[WHAT IS EXPECTED]: Your response should contain only the lines running from the top of the data below through the line with "positive clicks: (217, 134) (24, 168)", both included. Pictures must be omitted.

===============

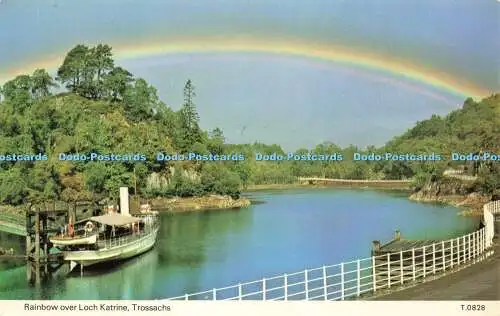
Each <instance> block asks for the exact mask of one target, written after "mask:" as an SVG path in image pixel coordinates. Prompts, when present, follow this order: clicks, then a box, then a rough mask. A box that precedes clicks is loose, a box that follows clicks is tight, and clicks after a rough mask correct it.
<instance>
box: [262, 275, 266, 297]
mask: <svg viewBox="0 0 500 316" xmlns="http://www.w3.org/2000/svg"><path fill="white" fill-rule="evenodd" d="M262 300H263V301H265V300H266V278H262Z"/></svg>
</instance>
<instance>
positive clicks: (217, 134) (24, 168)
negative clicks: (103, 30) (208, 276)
mask: <svg viewBox="0 0 500 316" xmlns="http://www.w3.org/2000/svg"><path fill="white" fill-rule="evenodd" d="M61 91H62V92H61ZM0 95H1V99H0V100H1V101H0V148H2V149H1V153H0V154H10V153H17V154H23V153H33V154H35V153H44V154H46V155H47V156H48V157H49V159H48V161H16V162H14V161H0V204H11V205H18V204H22V203H25V202H26V201H27V200H29V199H32V198H48V199H61V200H66V201H70V200H75V199H85V198H91V197H92V196H109V195H116V193H117V192H118V187H119V186H129V187H131V188H134V187H137V189H138V191H139V192H138V193H139V194H141V195H143V196H150V197H151V196H199V195H206V194H223V195H226V194H227V195H232V196H239V194H240V192H241V191H242V190H244V188H245V187H247V186H248V185H253V184H271V183H282V184H285V183H291V182H294V181H295V179H296V177H297V176H320V177H329V178H345V179H414V183H415V187H416V188H418V187H419V186H421V185H422V184H423V183H425V182H427V181H440V179H441V175H442V173H443V171H444V170H445V169H447V168H450V167H453V168H458V167H463V165H464V163H459V162H457V163H453V162H450V161H449V159H445V160H444V161H441V162H435V161H431V162H398V161H378V162H359V161H358V162H355V161H352V156H353V153H354V152H363V151H364V152H375V153H377V152H378V153H383V152H386V151H390V152H401V153H429V152H436V153H448V154H449V153H450V152H452V151H460V152H467V153H468V152H481V151H492V152H496V153H499V154H500V95H499V94H496V95H492V96H491V97H488V98H486V99H484V100H482V101H481V102H475V101H473V100H472V99H467V100H466V101H465V103H464V105H463V108H462V109H459V110H456V111H453V112H452V113H450V114H449V115H447V116H446V117H439V116H436V115H434V116H432V117H431V118H430V119H428V120H425V121H421V122H418V123H417V124H416V126H415V127H413V128H412V129H410V130H408V131H407V132H406V133H404V134H403V135H401V136H399V137H395V138H394V139H392V140H390V141H389V142H388V143H387V144H386V145H385V146H383V147H381V148H375V147H369V148H364V149H361V148H357V147H356V146H354V145H353V146H349V147H347V148H340V147H338V146H336V145H335V144H334V143H331V142H327V143H322V144H319V145H317V146H316V147H315V148H313V149H299V150H297V152H299V153H309V152H311V153H321V154H330V153H342V154H343V155H344V157H345V160H344V161H342V162H329V161H325V162H321V161H281V162H269V161H268V162H259V161H255V160H254V159H253V157H254V156H255V152H260V153H268V154H272V153H274V152H278V153H280V152H282V153H284V152H283V149H282V148H281V147H280V146H279V145H266V144H261V143H254V144H241V145H237V144H227V143H226V142H225V139H224V135H223V132H222V130H221V129H219V128H214V129H213V130H211V131H204V130H202V129H201V128H200V126H199V121H200V117H199V115H198V113H197V110H196V104H195V101H196V93H195V85H194V83H193V82H191V81H187V82H186V84H185V87H184V102H183V104H182V106H181V107H180V109H179V110H178V111H174V110H173V109H172V108H171V107H169V106H167V105H166V104H165V103H164V102H162V101H161V100H159V98H158V96H157V90H156V88H154V87H152V86H151V85H149V84H148V83H147V82H146V81H145V80H144V79H141V78H136V77H134V76H133V74H131V73H130V72H128V71H127V70H126V69H123V68H121V67H119V66H117V65H116V64H115V62H114V60H113V55H112V49H111V47H109V46H108V45H97V46H95V47H87V46H84V45H77V46H76V47H74V48H73V49H72V50H71V51H69V52H68V54H67V55H66V57H65V59H64V61H63V64H62V65H61V66H60V67H59V69H58V71H57V76H56V77H55V78H53V77H51V76H50V75H49V73H48V72H47V71H46V70H44V69H37V70H35V71H34V72H33V73H32V74H30V75H20V76H17V77H16V78H14V79H12V80H11V81H9V82H7V83H5V84H4V85H3V86H2V87H1V90H0ZM200 106H203V105H200ZM61 152H64V153H89V152H96V153H123V154H124V153H144V154H146V155H147V157H148V160H147V161H141V162H119V163H117V162H68V161H59V160H58V154H59V153H61ZM158 152H170V153H172V152H196V153H201V154H203V153H205V154H206V153H214V154H223V153H233V152H241V153H244V154H245V155H246V157H247V159H246V160H244V161H225V162H222V161H218V162H210V161H208V162H207V161H188V162H187V161H184V162H182V161H181V162H158V161H155V156H156V153H158ZM448 158H449V156H448ZM499 165H500V162H484V163H480V164H476V165H474V166H472V167H471V166H470V165H469V166H467V167H468V168H469V172H471V173H476V174H478V175H479V178H478V180H477V181H476V183H475V186H474V188H475V189H474V190H475V191H478V192H482V193H485V194H493V193H495V192H497V193H498V191H499V190H500V167H499Z"/></svg>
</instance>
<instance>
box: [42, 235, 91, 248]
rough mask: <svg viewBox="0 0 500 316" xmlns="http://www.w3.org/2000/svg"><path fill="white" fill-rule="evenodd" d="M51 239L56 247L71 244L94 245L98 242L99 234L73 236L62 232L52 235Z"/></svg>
mask: <svg viewBox="0 0 500 316" xmlns="http://www.w3.org/2000/svg"><path fill="white" fill-rule="evenodd" d="M49 240H50V242H51V243H52V244H54V246H55V247H59V246H70V245H92V244H95V243H96V242H97V234H92V235H90V236H85V235H83V236H73V237H72V236H65V235H64V234H61V235H56V236H54V237H51V238H50V239H49Z"/></svg>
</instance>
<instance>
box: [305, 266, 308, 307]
mask: <svg viewBox="0 0 500 316" xmlns="http://www.w3.org/2000/svg"><path fill="white" fill-rule="evenodd" d="M308 283H309V280H308V279H307V269H306V270H305V271H304V288H305V292H306V301H307V300H309V284H308Z"/></svg>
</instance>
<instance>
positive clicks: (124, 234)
mask: <svg viewBox="0 0 500 316" xmlns="http://www.w3.org/2000/svg"><path fill="white" fill-rule="evenodd" d="M158 228H159V223H158V221H157V220H154V221H153V222H152V223H151V225H146V226H145V227H144V230H141V231H139V232H135V233H132V234H130V233H125V234H121V235H116V236H114V237H111V238H102V236H98V240H97V245H98V247H99V248H106V249H109V248H114V247H120V246H122V245H125V244H129V243H131V242H133V241H136V240H139V239H142V238H144V237H147V236H150V235H151V234H153V233H155V232H156V231H157V230H158Z"/></svg>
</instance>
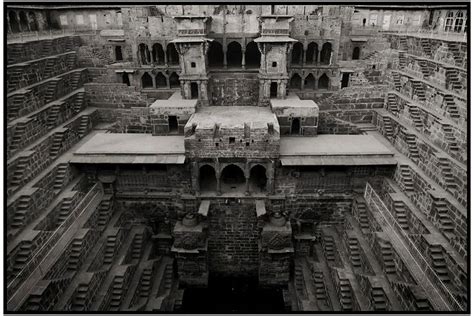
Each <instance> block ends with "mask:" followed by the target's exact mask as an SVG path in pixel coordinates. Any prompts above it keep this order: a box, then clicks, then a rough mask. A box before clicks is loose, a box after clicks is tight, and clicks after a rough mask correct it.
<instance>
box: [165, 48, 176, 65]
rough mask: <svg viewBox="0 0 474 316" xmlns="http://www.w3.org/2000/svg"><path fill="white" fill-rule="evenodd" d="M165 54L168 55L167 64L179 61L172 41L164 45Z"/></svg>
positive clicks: (171, 63)
mask: <svg viewBox="0 0 474 316" xmlns="http://www.w3.org/2000/svg"><path fill="white" fill-rule="evenodd" d="M166 54H167V56H168V64H170V65H177V64H178V63H179V56H178V51H177V50H176V47H174V44H173V43H169V44H168V46H166Z"/></svg>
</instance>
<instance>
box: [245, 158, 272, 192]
mask: <svg viewBox="0 0 474 316" xmlns="http://www.w3.org/2000/svg"><path fill="white" fill-rule="evenodd" d="M267 181H268V179H267V169H266V168H265V167H264V166H262V165H261V164H257V165H255V166H253V167H252V168H251V169H250V177H249V189H250V191H251V192H257V193H260V192H266V187H267Z"/></svg>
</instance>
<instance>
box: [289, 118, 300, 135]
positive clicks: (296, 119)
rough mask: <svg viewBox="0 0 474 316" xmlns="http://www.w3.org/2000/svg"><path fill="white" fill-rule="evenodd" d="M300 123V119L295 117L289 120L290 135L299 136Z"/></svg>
mask: <svg viewBox="0 0 474 316" xmlns="http://www.w3.org/2000/svg"><path fill="white" fill-rule="evenodd" d="M300 128H301V123H300V119H299V118H297V117H295V118H293V119H292V120H291V130H290V134H291V135H299V134H300Z"/></svg>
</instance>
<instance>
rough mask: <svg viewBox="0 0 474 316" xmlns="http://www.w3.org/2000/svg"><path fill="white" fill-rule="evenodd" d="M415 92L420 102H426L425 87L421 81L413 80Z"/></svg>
mask: <svg viewBox="0 0 474 316" xmlns="http://www.w3.org/2000/svg"><path fill="white" fill-rule="evenodd" d="M412 86H413V92H414V93H415V94H416V96H417V97H418V100H419V101H426V94H425V87H424V86H423V84H422V83H421V82H420V81H415V80H412Z"/></svg>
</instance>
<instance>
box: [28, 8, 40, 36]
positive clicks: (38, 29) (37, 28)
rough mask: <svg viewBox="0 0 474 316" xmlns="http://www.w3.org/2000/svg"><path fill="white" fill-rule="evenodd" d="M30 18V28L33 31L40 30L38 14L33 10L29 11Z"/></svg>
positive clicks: (29, 15) (28, 18)
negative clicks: (38, 27)
mask: <svg viewBox="0 0 474 316" xmlns="http://www.w3.org/2000/svg"><path fill="white" fill-rule="evenodd" d="M28 20H29V22H30V30H31V31H33V32H34V31H38V30H39V28H38V21H37V20H36V15H35V14H34V13H33V12H29V13H28Z"/></svg>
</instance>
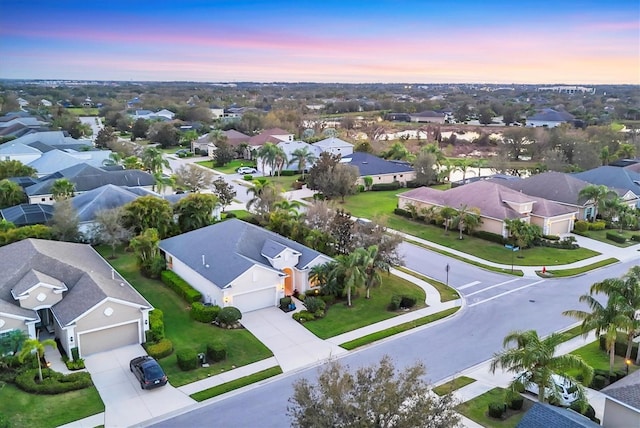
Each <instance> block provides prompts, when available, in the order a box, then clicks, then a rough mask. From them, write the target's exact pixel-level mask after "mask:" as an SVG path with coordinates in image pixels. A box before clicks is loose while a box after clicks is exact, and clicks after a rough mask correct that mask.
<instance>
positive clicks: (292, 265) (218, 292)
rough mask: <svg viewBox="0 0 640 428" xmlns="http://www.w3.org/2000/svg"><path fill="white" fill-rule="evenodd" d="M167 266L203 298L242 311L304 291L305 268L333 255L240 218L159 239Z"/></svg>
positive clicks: (307, 289)
mask: <svg viewBox="0 0 640 428" xmlns="http://www.w3.org/2000/svg"><path fill="white" fill-rule="evenodd" d="M160 249H161V250H162V252H163V253H164V255H165V257H166V260H167V268H168V269H170V270H172V271H174V272H175V273H176V274H178V275H180V276H181V277H182V278H183V279H184V280H185V281H187V282H188V283H189V284H191V286H192V287H194V288H195V289H197V290H198V291H199V292H200V293H202V296H203V299H204V300H205V302H206V303H211V304H214V305H219V306H223V307H224V306H235V307H237V308H238V309H240V311H242V312H249V311H253V310H257V309H262V308H267V307H273V306H277V305H278V304H279V300H280V298H282V297H284V296H285V295H291V294H292V293H293V292H294V290H298V291H299V292H305V291H306V290H308V289H309V288H310V287H311V285H310V284H309V271H310V269H311V268H312V267H313V266H315V265H318V264H323V263H326V262H328V261H330V260H331V259H330V258H329V257H328V256H326V255H324V254H321V253H319V252H317V251H315V250H312V249H311V248H308V247H306V246H304V245H302V244H299V243H297V242H295V241H292V240H290V239H287V238H284V237H282V236H280V235H278V234H276V233H273V232H270V231H268V230H266V229H263V228H261V227H259V226H255V225H253V224H250V223H246V222H244V221H241V220H238V219H231V220H226V221H223V222H221V223H216V224H214V225H212V226H207V227H204V228H201V229H198V230H194V231H192V232H188V233H184V234H182V235H178V236H174V237H172V238H168V239H164V240H162V241H160Z"/></svg>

===============

[RESPONSE TO THIS TASK]:
Each <instance> block asks for the exact mask of one target, written after "mask:" as an SVG path in image pixel coordinates. Prompts, when present, follow this order: clicks, then a box, then a rough mask. A box that precedes clicks is loose, a box that follows clicks is tight, and clicks after a rough mask correct it.
<instance>
box: [262, 275, 266, 297]
mask: <svg viewBox="0 0 500 316" xmlns="http://www.w3.org/2000/svg"><path fill="white" fill-rule="evenodd" d="M262 300H263V301H265V300H266V278H262Z"/></svg>
</instance>
<instance>
positive clicks: (217, 134) (24, 168)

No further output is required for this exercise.